▸ **DATA SHOWN**
>> Start

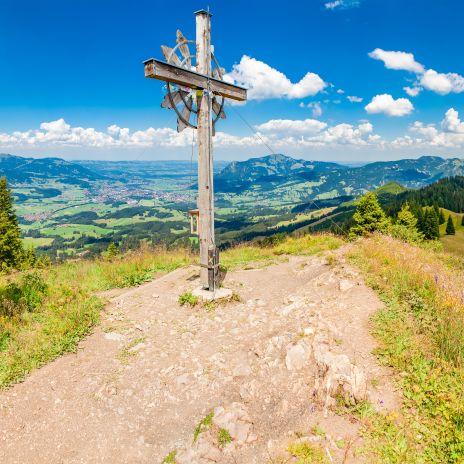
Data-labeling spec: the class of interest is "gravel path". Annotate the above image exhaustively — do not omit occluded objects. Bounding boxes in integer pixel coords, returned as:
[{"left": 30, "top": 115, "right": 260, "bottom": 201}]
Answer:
[{"left": 0, "top": 253, "right": 397, "bottom": 464}]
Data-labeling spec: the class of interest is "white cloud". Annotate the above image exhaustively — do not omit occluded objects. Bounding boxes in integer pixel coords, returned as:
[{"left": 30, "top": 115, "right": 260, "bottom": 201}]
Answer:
[
  {"left": 369, "top": 48, "right": 424, "bottom": 74},
  {"left": 4, "top": 108, "right": 464, "bottom": 153},
  {"left": 365, "top": 94, "right": 414, "bottom": 117},
  {"left": 308, "top": 102, "right": 322, "bottom": 118},
  {"left": 420, "top": 69, "right": 464, "bottom": 95},
  {"left": 391, "top": 108, "right": 464, "bottom": 149},
  {"left": 225, "top": 55, "right": 327, "bottom": 100},
  {"left": 324, "top": 0, "right": 361, "bottom": 10},
  {"left": 369, "top": 48, "right": 464, "bottom": 97},
  {"left": 441, "top": 108, "right": 464, "bottom": 134},
  {"left": 298, "top": 102, "right": 323, "bottom": 118},
  {"left": 256, "top": 119, "right": 327, "bottom": 135},
  {"left": 403, "top": 86, "right": 422, "bottom": 97}
]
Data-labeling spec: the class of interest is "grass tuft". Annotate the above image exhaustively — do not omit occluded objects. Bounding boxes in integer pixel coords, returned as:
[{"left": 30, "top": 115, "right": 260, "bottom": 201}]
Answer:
[
  {"left": 193, "top": 411, "right": 214, "bottom": 443},
  {"left": 350, "top": 236, "right": 464, "bottom": 463},
  {"left": 179, "top": 292, "right": 198, "bottom": 307},
  {"left": 287, "top": 442, "right": 327, "bottom": 464},
  {"left": 217, "top": 429, "right": 232, "bottom": 448}
]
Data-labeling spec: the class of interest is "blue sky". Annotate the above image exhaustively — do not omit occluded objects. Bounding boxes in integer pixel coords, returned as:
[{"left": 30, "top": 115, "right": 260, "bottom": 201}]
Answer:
[{"left": 0, "top": 0, "right": 464, "bottom": 162}]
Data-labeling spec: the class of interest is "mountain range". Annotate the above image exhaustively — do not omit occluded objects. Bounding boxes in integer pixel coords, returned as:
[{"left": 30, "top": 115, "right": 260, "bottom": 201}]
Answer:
[
  {"left": 215, "top": 154, "right": 464, "bottom": 198},
  {"left": 0, "top": 154, "right": 464, "bottom": 203},
  {"left": 0, "top": 153, "right": 104, "bottom": 186}
]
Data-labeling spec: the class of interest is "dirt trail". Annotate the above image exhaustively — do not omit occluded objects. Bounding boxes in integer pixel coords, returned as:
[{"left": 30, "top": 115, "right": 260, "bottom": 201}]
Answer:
[{"left": 0, "top": 254, "right": 396, "bottom": 464}]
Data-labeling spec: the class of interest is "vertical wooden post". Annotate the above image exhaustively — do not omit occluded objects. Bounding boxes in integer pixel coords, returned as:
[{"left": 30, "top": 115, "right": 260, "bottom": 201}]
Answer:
[{"left": 195, "top": 10, "right": 217, "bottom": 291}]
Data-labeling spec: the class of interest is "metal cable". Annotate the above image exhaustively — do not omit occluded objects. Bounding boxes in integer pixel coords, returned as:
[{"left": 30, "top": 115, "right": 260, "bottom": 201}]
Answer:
[{"left": 224, "top": 103, "right": 348, "bottom": 235}]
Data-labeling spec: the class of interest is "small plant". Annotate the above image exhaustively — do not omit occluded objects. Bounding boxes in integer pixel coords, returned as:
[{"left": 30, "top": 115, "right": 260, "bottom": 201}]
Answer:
[
  {"left": 179, "top": 292, "right": 198, "bottom": 307},
  {"left": 287, "top": 442, "right": 327, "bottom": 464},
  {"left": 118, "top": 337, "right": 145, "bottom": 364},
  {"left": 217, "top": 429, "right": 232, "bottom": 448},
  {"left": 203, "top": 301, "right": 217, "bottom": 312},
  {"left": 335, "top": 439, "right": 346, "bottom": 449},
  {"left": 0, "top": 273, "right": 48, "bottom": 317},
  {"left": 161, "top": 450, "right": 177, "bottom": 464},
  {"left": 311, "top": 425, "right": 325, "bottom": 438},
  {"left": 193, "top": 411, "right": 214, "bottom": 443}
]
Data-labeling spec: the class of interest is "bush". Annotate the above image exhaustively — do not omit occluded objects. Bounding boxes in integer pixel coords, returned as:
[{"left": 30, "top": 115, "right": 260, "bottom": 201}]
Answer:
[
  {"left": 0, "top": 273, "right": 47, "bottom": 317},
  {"left": 388, "top": 223, "right": 424, "bottom": 243}
]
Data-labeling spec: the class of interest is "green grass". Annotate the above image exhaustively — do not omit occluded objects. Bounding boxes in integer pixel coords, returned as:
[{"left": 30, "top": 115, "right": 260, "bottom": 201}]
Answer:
[
  {"left": 193, "top": 411, "right": 214, "bottom": 443},
  {"left": 440, "top": 208, "right": 464, "bottom": 257},
  {"left": 287, "top": 442, "right": 328, "bottom": 464},
  {"left": 179, "top": 292, "right": 198, "bottom": 307},
  {"left": 217, "top": 429, "right": 232, "bottom": 448},
  {"left": 350, "top": 236, "right": 464, "bottom": 464},
  {"left": 161, "top": 450, "right": 177, "bottom": 464},
  {"left": 221, "top": 234, "right": 344, "bottom": 270},
  {"left": 0, "top": 235, "right": 343, "bottom": 388},
  {"left": 0, "top": 248, "right": 192, "bottom": 388}
]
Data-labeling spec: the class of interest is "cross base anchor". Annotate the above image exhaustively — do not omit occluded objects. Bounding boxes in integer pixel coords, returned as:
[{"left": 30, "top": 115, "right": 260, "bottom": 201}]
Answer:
[{"left": 192, "top": 287, "right": 232, "bottom": 301}]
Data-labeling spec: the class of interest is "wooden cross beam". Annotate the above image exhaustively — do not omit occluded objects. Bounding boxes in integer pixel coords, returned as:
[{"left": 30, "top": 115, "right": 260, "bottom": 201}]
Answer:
[
  {"left": 144, "top": 10, "right": 247, "bottom": 292},
  {"left": 143, "top": 58, "right": 247, "bottom": 101}
]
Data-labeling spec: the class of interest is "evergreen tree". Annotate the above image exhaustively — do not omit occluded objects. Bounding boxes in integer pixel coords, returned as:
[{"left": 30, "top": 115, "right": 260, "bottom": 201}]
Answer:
[
  {"left": 0, "top": 177, "right": 24, "bottom": 272},
  {"left": 438, "top": 209, "right": 446, "bottom": 225},
  {"left": 350, "top": 192, "right": 390, "bottom": 237},
  {"left": 421, "top": 208, "right": 440, "bottom": 240},
  {"left": 396, "top": 203, "right": 417, "bottom": 229},
  {"left": 415, "top": 206, "right": 425, "bottom": 232},
  {"left": 446, "top": 214, "right": 456, "bottom": 235}
]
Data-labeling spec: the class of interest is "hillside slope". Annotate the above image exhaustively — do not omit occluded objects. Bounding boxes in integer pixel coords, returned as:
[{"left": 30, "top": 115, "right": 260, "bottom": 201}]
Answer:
[
  {"left": 0, "top": 245, "right": 396, "bottom": 464},
  {"left": 0, "top": 154, "right": 104, "bottom": 185},
  {"left": 216, "top": 154, "right": 464, "bottom": 200}
]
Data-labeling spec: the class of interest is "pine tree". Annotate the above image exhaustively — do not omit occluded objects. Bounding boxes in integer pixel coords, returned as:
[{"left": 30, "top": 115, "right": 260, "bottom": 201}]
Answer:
[
  {"left": 0, "top": 177, "right": 24, "bottom": 272},
  {"left": 421, "top": 208, "right": 440, "bottom": 240},
  {"left": 396, "top": 203, "right": 417, "bottom": 229},
  {"left": 438, "top": 209, "right": 446, "bottom": 225},
  {"left": 350, "top": 192, "right": 390, "bottom": 237},
  {"left": 446, "top": 214, "right": 456, "bottom": 235}
]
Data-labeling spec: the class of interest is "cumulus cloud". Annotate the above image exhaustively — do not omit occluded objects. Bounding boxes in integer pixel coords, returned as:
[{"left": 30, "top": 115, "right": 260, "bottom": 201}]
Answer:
[
  {"left": 391, "top": 108, "right": 464, "bottom": 149},
  {"left": 224, "top": 55, "right": 327, "bottom": 100},
  {"left": 369, "top": 48, "right": 464, "bottom": 97},
  {"left": 256, "top": 119, "right": 327, "bottom": 135},
  {"left": 403, "top": 86, "right": 422, "bottom": 97},
  {"left": 419, "top": 69, "right": 464, "bottom": 95},
  {"left": 365, "top": 93, "right": 414, "bottom": 117},
  {"left": 324, "top": 0, "right": 361, "bottom": 10},
  {"left": 369, "top": 48, "right": 424, "bottom": 74},
  {"left": 4, "top": 111, "right": 464, "bottom": 152},
  {"left": 441, "top": 108, "right": 464, "bottom": 134}
]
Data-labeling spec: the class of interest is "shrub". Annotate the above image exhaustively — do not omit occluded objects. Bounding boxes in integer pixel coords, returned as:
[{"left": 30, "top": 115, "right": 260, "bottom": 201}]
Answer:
[
  {"left": 0, "top": 273, "right": 47, "bottom": 317},
  {"left": 179, "top": 292, "right": 198, "bottom": 306},
  {"left": 350, "top": 192, "right": 390, "bottom": 238}
]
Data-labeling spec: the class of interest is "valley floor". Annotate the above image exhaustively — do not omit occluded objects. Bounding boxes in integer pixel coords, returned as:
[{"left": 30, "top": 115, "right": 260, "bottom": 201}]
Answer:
[{"left": 0, "top": 249, "right": 399, "bottom": 464}]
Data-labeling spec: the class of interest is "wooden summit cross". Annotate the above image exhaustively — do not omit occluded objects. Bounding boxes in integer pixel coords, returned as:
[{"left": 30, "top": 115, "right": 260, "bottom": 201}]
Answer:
[{"left": 144, "top": 10, "right": 247, "bottom": 292}]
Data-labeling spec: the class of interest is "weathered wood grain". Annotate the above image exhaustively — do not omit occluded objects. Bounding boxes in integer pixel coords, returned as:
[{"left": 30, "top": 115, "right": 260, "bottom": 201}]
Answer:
[{"left": 144, "top": 58, "right": 247, "bottom": 101}]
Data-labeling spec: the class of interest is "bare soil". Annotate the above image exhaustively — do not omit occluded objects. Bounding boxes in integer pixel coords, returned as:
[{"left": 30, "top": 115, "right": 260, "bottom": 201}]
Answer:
[{"left": 0, "top": 253, "right": 397, "bottom": 464}]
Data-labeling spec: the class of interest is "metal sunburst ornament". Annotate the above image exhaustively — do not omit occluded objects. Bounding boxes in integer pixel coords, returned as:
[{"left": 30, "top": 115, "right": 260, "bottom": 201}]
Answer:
[{"left": 161, "top": 30, "right": 226, "bottom": 135}]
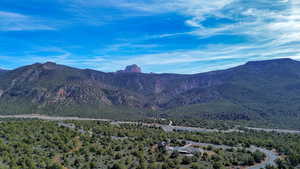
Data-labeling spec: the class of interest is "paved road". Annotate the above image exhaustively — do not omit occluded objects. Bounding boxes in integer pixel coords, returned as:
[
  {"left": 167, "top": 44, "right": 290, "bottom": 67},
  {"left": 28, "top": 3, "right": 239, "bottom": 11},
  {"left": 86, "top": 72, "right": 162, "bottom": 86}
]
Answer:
[
  {"left": 0, "top": 114, "right": 300, "bottom": 134},
  {"left": 0, "top": 114, "right": 282, "bottom": 169}
]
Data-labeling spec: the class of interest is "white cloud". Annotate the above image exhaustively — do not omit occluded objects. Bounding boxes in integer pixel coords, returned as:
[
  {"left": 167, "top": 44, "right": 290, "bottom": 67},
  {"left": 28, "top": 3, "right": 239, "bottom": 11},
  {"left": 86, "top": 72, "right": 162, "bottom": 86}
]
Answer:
[{"left": 0, "top": 11, "right": 55, "bottom": 31}]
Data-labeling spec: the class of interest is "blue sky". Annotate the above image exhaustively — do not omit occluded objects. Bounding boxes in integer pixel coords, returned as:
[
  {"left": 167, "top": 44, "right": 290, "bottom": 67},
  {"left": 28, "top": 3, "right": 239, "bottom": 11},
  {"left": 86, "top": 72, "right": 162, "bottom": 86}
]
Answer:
[{"left": 0, "top": 0, "right": 300, "bottom": 74}]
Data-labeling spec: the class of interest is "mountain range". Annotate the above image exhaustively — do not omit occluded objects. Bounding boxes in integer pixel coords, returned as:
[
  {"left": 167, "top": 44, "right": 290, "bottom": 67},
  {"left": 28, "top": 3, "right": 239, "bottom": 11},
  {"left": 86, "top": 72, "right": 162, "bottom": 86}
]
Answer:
[{"left": 0, "top": 59, "right": 300, "bottom": 127}]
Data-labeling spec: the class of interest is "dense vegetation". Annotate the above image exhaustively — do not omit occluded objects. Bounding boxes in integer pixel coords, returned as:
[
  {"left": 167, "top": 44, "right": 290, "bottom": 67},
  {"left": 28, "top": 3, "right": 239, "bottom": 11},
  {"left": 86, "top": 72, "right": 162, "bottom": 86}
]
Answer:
[
  {"left": 0, "top": 59, "right": 300, "bottom": 129},
  {"left": 0, "top": 120, "right": 300, "bottom": 169}
]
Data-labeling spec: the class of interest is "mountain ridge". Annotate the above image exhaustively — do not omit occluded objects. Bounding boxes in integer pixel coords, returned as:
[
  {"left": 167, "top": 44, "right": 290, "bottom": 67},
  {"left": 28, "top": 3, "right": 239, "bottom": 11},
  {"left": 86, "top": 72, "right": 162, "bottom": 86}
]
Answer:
[{"left": 0, "top": 59, "right": 300, "bottom": 128}]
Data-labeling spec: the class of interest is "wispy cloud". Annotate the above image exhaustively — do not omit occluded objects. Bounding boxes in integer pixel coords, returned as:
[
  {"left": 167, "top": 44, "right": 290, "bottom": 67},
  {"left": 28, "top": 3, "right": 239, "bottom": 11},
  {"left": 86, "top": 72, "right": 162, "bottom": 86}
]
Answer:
[{"left": 0, "top": 11, "right": 55, "bottom": 31}]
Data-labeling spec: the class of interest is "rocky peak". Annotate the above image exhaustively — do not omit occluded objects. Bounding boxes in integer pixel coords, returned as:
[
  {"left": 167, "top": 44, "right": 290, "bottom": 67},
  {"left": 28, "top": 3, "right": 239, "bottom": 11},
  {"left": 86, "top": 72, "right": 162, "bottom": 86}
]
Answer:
[
  {"left": 43, "top": 62, "right": 57, "bottom": 70},
  {"left": 118, "top": 64, "right": 142, "bottom": 73}
]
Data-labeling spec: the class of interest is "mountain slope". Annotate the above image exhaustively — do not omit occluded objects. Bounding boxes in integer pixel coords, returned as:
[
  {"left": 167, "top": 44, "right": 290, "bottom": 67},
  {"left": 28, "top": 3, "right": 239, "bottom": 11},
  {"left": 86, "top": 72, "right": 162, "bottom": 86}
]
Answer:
[{"left": 0, "top": 59, "right": 300, "bottom": 126}]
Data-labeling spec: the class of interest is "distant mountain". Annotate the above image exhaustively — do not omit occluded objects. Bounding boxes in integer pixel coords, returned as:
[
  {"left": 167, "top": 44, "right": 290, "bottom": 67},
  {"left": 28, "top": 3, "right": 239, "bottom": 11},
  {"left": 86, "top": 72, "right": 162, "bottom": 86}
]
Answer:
[
  {"left": 0, "top": 59, "right": 300, "bottom": 128},
  {"left": 118, "top": 64, "right": 142, "bottom": 73}
]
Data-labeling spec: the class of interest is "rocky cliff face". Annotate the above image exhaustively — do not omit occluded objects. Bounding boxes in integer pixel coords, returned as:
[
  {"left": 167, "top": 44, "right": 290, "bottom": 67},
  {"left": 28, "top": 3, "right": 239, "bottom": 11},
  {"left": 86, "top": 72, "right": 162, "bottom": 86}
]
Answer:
[
  {"left": 118, "top": 64, "right": 142, "bottom": 73},
  {"left": 0, "top": 59, "right": 300, "bottom": 123}
]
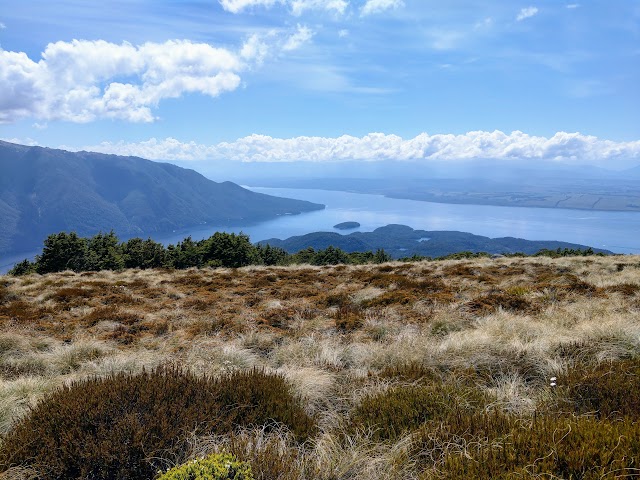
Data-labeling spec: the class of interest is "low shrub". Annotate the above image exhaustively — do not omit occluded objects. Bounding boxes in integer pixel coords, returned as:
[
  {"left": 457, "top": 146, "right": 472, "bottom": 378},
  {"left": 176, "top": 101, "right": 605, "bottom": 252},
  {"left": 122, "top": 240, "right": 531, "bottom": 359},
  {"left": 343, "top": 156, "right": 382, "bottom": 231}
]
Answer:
[
  {"left": 416, "top": 413, "right": 640, "bottom": 480},
  {"left": 0, "top": 368, "right": 315, "bottom": 480},
  {"left": 334, "top": 306, "right": 364, "bottom": 333},
  {"left": 350, "top": 384, "right": 487, "bottom": 440},
  {"left": 158, "top": 453, "right": 253, "bottom": 480}
]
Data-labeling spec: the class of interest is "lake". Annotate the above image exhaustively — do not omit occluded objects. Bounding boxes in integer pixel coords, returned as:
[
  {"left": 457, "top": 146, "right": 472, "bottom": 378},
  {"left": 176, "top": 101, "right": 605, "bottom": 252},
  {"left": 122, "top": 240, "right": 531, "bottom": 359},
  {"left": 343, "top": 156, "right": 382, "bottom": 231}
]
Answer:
[
  {"left": 0, "top": 187, "right": 640, "bottom": 273},
  {"left": 146, "top": 186, "right": 640, "bottom": 254}
]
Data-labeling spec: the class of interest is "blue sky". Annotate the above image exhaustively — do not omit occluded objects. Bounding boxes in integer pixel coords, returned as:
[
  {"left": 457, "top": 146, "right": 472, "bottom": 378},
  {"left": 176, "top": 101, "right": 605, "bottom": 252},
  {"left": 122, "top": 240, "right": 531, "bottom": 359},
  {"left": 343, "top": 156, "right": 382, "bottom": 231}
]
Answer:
[{"left": 0, "top": 0, "right": 640, "bottom": 168}]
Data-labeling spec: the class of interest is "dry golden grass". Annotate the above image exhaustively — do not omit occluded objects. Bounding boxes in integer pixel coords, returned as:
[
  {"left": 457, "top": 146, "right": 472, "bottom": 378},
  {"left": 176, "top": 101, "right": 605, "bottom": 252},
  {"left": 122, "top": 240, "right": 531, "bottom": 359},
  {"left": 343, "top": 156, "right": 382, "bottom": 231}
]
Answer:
[{"left": 0, "top": 256, "right": 640, "bottom": 479}]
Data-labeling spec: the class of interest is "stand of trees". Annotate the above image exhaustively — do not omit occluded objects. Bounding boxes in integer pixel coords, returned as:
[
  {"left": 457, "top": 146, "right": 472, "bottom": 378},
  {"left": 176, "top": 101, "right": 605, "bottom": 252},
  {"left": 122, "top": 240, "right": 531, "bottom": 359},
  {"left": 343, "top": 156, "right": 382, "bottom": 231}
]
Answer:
[
  {"left": 9, "top": 231, "right": 602, "bottom": 275},
  {"left": 9, "top": 232, "right": 391, "bottom": 275}
]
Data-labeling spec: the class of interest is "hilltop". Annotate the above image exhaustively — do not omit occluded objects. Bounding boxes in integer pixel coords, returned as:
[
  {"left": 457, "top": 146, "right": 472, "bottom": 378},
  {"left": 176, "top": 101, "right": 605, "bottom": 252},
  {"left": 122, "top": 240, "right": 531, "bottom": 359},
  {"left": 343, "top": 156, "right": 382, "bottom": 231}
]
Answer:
[{"left": 0, "top": 256, "right": 640, "bottom": 480}]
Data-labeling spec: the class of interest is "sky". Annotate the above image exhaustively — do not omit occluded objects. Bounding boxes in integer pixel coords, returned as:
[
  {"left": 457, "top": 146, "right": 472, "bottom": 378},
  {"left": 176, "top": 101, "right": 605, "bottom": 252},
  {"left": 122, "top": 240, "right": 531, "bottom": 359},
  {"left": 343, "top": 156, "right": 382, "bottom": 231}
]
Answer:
[{"left": 0, "top": 0, "right": 640, "bottom": 168}]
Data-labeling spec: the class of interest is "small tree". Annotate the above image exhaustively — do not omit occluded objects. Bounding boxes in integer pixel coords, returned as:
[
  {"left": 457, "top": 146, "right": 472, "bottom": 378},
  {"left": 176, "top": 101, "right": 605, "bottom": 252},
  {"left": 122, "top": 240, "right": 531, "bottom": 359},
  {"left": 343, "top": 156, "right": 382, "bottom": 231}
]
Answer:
[{"left": 36, "top": 232, "right": 88, "bottom": 273}]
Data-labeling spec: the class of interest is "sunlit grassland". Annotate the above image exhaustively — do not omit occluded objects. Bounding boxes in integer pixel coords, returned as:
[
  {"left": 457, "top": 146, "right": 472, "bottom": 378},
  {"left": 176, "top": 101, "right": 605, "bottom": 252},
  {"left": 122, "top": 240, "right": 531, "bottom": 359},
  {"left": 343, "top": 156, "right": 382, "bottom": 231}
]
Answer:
[{"left": 0, "top": 256, "right": 640, "bottom": 480}]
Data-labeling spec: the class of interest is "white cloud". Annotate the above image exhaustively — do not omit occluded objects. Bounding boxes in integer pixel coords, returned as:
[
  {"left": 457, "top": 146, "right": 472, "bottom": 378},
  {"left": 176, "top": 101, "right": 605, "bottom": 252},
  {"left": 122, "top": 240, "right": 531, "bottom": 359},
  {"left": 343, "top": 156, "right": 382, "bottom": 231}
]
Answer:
[
  {"left": 360, "top": 0, "right": 404, "bottom": 17},
  {"left": 516, "top": 7, "right": 538, "bottom": 22},
  {"left": 218, "top": 0, "right": 349, "bottom": 16},
  {"left": 0, "top": 27, "right": 302, "bottom": 123},
  {"left": 70, "top": 131, "right": 640, "bottom": 165},
  {"left": 219, "top": 0, "right": 283, "bottom": 13},
  {"left": 289, "top": 0, "right": 349, "bottom": 15},
  {"left": 282, "top": 25, "right": 314, "bottom": 51}
]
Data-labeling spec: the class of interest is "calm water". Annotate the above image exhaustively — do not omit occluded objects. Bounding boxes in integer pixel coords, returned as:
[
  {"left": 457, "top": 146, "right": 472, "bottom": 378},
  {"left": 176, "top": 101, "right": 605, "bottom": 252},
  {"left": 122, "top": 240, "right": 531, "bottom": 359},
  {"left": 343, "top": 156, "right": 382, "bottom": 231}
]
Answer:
[
  {"left": 0, "top": 187, "right": 640, "bottom": 272},
  {"left": 154, "top": 187, "right": 640, "bottom": 254}
]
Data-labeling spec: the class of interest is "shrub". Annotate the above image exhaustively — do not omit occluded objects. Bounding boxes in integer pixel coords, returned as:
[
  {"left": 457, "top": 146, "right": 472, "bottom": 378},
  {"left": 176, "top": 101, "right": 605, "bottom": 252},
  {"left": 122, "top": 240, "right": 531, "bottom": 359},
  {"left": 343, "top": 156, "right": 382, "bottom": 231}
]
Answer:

>> End

Return every line of the records above that contains the string "metal", with each line unchanged. Case counts, so a line qualifies only if the letters match in capitalization as well.

Data-labeling spec: the class of interest is "metal cable". Annotate the above image exhaustively — do not omit occluded objects. Bounding boxes in integer pixel coords, returned as:
Data-labeling spec: the class of interest is "metal sunburst ornament". Annotate the above image exhaustively — do not omit occluded objects. Bounding boxes in integer pixel coords, returned as:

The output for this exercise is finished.